> **The problem**: Reproduce word for word the lines in the records below, starting at the line containing "Target: bench armrest" and ending at the line containing "column 292, row 254", with both of those lines included.

> **Extracted material**:
◇ ◇ ◇

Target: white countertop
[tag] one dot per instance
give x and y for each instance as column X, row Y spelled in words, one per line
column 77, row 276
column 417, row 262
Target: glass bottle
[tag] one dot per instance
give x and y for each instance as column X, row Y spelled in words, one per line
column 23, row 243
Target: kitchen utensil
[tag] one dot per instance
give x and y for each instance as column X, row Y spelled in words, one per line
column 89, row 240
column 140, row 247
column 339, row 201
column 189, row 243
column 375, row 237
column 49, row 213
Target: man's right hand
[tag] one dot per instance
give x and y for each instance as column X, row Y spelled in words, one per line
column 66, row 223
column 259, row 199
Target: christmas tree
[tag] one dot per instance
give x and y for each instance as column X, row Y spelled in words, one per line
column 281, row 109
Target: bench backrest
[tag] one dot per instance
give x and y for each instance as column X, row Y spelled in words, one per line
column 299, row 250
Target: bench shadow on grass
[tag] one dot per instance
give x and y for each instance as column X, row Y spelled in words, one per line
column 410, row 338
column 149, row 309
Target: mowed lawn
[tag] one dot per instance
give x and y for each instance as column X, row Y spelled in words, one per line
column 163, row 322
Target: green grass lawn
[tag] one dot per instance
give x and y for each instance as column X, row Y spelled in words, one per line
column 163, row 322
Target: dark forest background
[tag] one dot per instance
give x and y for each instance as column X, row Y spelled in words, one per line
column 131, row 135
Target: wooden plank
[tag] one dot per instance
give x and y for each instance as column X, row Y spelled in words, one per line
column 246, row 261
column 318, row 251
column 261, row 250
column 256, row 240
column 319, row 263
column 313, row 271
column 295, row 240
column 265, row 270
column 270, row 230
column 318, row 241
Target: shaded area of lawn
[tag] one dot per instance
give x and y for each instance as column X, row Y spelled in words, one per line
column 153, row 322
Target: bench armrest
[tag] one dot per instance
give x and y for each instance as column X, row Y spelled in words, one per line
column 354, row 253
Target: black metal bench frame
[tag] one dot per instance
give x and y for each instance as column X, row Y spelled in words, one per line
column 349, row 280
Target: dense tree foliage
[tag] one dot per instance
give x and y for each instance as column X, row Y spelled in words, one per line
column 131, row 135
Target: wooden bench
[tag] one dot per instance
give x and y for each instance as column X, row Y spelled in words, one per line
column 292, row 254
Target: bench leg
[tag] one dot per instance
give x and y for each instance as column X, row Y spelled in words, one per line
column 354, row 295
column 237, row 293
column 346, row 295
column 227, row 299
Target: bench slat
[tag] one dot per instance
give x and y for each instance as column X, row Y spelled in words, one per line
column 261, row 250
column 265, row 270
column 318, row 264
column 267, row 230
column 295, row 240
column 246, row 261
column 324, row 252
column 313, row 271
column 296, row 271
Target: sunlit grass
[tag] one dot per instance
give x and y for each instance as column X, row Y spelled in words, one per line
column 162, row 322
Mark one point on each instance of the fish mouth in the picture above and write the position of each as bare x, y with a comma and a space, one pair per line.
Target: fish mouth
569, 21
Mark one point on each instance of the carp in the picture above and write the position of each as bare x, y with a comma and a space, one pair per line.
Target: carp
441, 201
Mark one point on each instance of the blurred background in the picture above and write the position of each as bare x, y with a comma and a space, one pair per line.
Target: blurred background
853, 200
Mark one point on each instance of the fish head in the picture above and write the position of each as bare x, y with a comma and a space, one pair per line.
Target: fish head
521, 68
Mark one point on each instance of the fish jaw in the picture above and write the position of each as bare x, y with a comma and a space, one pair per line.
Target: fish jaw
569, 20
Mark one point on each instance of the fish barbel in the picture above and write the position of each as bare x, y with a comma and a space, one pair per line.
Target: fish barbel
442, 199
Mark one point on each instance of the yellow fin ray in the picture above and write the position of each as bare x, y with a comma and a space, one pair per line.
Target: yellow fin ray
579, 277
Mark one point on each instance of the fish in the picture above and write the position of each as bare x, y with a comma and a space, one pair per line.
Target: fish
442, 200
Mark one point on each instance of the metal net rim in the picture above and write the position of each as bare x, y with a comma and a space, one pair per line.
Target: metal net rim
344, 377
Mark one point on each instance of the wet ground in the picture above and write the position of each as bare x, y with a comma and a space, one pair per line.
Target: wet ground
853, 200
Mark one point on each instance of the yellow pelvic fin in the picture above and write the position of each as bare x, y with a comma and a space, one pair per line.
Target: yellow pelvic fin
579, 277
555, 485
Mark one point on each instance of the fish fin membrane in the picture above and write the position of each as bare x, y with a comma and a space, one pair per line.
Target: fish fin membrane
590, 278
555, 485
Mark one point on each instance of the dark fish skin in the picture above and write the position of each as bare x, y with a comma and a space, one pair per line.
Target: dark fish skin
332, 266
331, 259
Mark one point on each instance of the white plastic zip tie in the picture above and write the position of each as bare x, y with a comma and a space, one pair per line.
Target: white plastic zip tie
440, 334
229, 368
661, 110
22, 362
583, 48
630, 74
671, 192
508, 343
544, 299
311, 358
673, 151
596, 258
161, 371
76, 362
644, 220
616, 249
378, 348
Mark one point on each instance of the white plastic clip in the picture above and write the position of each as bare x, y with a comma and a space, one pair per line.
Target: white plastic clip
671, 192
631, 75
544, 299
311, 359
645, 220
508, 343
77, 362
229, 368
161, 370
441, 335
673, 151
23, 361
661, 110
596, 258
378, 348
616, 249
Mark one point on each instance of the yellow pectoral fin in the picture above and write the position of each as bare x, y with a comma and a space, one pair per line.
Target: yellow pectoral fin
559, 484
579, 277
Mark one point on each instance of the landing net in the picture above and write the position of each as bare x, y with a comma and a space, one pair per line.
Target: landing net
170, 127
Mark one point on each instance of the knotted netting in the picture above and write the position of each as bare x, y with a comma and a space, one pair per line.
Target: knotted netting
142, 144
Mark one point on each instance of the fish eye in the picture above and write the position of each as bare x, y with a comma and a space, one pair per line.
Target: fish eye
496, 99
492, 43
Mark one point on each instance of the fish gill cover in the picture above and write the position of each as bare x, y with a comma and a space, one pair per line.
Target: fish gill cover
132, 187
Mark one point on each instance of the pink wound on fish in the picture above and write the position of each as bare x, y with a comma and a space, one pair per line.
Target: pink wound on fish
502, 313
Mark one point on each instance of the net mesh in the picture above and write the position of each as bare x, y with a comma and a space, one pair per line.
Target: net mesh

◇ ◇ ◇

> **Task result**:
Target: bench armrest
[tag] one dot per instance
give x and y for each instance as column X, row Y spelled in words, one per line
column 354, row 253
Target: black metal bench frame
[tag] one dot per instance
give x and y for each instance as column X, row Y spelled in words, one per line
column 349, row 280
Target: dense tree foliage
[tag] one dot per instance
give x and y for each instance as column X, row Y spelled in words, one per line
column 131, row 135
Target: wooden bench
[tag] one dot per instance
give x and y for each instance as column X, row Y spelled in words, one per line
column 292, row 254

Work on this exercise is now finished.